Every line containing the string "below" is to be copied from the records.

Dataset items
┌──
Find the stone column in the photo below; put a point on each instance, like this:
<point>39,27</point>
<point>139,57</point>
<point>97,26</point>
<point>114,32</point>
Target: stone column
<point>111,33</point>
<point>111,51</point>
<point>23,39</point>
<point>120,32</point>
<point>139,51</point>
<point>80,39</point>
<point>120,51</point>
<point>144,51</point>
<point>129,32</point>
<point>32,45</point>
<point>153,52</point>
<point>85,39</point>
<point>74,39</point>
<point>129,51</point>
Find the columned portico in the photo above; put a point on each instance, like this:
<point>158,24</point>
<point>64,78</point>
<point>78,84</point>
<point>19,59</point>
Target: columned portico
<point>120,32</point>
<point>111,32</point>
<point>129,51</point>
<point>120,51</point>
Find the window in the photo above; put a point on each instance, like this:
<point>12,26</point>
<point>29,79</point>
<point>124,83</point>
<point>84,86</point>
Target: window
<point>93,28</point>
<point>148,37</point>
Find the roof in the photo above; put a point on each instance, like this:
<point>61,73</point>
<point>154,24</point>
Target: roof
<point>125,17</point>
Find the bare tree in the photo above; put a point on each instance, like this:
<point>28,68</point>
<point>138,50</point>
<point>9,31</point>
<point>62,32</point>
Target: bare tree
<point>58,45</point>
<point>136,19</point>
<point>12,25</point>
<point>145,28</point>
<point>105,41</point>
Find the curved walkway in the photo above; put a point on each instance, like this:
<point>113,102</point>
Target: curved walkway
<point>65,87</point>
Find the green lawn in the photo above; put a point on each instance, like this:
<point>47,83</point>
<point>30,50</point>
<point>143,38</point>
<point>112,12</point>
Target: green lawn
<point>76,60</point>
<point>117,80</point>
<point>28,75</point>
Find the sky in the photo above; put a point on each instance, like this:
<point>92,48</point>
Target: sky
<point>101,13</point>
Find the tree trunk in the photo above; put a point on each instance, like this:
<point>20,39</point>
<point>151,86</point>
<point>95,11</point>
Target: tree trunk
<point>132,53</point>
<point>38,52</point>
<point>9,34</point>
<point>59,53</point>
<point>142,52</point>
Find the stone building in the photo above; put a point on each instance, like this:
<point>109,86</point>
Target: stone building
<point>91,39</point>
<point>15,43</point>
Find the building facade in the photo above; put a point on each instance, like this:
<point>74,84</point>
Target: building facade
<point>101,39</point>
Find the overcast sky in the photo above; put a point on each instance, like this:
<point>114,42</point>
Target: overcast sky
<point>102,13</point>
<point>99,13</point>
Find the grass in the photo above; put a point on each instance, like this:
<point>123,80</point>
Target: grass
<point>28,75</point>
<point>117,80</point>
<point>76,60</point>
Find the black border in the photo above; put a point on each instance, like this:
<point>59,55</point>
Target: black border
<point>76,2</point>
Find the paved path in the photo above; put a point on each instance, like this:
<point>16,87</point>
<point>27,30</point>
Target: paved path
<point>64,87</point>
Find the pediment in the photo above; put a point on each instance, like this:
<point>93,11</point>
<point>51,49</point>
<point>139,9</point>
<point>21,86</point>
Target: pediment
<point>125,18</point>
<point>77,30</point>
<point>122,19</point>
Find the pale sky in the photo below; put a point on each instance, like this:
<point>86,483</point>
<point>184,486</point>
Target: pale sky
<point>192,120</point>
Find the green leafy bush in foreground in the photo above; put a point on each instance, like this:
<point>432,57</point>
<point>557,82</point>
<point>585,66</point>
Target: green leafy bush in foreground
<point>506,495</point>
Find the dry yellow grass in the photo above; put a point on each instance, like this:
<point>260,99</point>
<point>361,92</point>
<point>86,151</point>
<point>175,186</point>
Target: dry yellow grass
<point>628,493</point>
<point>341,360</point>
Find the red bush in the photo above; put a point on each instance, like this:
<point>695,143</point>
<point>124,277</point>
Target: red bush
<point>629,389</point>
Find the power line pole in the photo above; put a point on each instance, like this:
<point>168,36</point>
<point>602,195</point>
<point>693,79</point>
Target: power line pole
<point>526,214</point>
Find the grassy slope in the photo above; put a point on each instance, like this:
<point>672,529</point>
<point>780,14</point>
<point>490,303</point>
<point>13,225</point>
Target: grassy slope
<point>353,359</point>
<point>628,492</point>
└──
* [Solved exercise]:
Find the stone column in the photo below; put a point on each instance, like this:
Find the pale sky in the photo below; put a point on each instance, like this:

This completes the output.